The answer should consist of each line from the data below that includes "beaded".

(Records from a collection)
═══

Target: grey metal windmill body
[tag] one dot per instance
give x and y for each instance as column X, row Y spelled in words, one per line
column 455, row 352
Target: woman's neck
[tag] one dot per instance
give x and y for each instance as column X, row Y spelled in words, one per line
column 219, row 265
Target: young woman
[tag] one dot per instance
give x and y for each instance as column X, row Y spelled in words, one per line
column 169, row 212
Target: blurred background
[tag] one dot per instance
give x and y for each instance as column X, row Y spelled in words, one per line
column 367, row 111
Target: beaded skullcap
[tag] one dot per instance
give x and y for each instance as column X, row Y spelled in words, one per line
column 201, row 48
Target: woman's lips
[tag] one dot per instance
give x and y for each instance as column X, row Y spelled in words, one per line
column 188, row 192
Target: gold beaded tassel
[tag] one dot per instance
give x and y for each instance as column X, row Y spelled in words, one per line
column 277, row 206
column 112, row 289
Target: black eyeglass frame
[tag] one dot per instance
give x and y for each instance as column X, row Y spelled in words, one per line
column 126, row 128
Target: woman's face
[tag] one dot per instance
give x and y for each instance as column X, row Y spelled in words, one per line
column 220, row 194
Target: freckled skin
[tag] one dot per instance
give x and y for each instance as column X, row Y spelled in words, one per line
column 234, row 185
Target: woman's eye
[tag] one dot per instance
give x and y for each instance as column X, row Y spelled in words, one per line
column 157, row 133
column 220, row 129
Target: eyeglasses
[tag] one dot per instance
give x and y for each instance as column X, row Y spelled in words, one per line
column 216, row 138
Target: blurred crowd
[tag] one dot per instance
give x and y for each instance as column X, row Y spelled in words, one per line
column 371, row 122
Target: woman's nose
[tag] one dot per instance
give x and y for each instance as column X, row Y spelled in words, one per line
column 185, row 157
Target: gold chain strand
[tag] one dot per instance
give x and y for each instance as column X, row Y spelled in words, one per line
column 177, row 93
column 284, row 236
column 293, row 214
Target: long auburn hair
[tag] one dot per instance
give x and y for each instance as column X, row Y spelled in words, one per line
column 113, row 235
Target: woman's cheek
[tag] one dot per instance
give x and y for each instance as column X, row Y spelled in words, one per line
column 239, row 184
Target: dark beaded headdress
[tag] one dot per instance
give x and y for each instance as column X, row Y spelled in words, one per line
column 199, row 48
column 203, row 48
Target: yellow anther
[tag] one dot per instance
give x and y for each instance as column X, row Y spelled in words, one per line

═══

| Task response |
Target: beaded skullcap
Target: gold beaded tassel
Target: dark beaded headdress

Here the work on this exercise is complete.